Reproduce the records below word for word, beginning at the line that contains "Drop a marker on every instance of the child's" and continuing through the last line of the records.

****************************************

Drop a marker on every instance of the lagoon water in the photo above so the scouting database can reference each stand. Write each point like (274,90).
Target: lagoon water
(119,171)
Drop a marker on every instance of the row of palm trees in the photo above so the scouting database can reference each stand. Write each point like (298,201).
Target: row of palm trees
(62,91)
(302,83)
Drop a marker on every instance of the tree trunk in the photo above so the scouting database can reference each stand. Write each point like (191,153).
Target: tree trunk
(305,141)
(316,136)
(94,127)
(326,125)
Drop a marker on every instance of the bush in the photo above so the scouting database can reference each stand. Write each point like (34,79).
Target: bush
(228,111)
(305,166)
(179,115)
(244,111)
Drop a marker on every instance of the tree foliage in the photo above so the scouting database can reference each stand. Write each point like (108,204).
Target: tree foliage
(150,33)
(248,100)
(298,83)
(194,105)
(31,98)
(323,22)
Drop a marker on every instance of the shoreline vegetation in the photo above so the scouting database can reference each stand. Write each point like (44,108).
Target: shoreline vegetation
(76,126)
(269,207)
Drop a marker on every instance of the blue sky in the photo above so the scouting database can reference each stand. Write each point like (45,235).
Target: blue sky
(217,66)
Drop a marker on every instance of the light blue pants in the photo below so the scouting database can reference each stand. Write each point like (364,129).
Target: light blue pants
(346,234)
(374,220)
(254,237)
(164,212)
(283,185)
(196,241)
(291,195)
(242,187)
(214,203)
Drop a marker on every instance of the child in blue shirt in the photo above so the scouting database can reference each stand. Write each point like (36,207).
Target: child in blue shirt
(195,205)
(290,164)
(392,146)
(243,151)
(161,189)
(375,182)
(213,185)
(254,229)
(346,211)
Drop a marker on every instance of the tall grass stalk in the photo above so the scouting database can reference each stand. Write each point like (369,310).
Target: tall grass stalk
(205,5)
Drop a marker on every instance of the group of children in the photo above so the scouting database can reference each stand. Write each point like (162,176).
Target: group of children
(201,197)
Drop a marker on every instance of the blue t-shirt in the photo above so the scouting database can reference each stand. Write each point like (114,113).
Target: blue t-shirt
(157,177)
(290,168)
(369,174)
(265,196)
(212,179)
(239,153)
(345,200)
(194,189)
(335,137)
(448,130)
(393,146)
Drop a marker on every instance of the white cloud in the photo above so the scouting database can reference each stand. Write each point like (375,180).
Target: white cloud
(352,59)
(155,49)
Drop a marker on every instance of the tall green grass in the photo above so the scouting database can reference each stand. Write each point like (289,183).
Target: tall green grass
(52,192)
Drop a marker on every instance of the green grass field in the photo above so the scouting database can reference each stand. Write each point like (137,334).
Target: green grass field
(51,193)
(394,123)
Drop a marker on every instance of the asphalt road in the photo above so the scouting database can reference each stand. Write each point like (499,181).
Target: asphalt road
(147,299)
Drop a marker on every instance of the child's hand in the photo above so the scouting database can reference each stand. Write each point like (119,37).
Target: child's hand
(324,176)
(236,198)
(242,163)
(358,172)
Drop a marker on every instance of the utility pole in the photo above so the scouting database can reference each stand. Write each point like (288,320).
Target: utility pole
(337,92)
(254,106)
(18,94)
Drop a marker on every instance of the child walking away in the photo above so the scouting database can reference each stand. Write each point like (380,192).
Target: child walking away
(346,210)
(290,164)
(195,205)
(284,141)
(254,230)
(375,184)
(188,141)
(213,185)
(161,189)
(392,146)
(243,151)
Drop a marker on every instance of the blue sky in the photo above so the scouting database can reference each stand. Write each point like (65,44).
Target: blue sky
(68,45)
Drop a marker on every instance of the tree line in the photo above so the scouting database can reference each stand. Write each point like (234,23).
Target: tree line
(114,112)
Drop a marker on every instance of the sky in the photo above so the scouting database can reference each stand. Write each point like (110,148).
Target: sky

****************************************

• [THE RESPONSE]:
Drop a marker on every instance of the child's hand in the photo above so the scouting database can reference each stand. Write each point like (119,37).
Target: child's hand
(324,176)
(236,198)
(242,163)
(358,172)
Drop a marker on every instance of the utility pole in the photo above so the scouting database can reference each stand. Write each point like (288,320).
Target: utility pole
(337,92)
(254,106)
(18,94)
Drop a marker on every instance of the child walking away in the photo above so the scouting database can reference each stand. Write each point like (380,192).
Target: child walking away
(346,210)
(290,164)
(195,205)
(284,141)
(254,230)
(375,184)
(188,141)
(213,185)
(161,189)
(392,146)
(243,151)
Drop a marker on every instance of the blue sky in the photo above so the scouting database can reference each stand. Write each point like (65,44).
Target: blue sky
(68,45)
Drop a marker on every instance of the tree line in the photo above so the scouting database can reference each stand. Write each point like (234,23).
Target: tree line
(114,112)
Drop a marker on every instance of the sky in the photo above so the scouting database can reference each stand. Write each point like (110,148).
Target: sky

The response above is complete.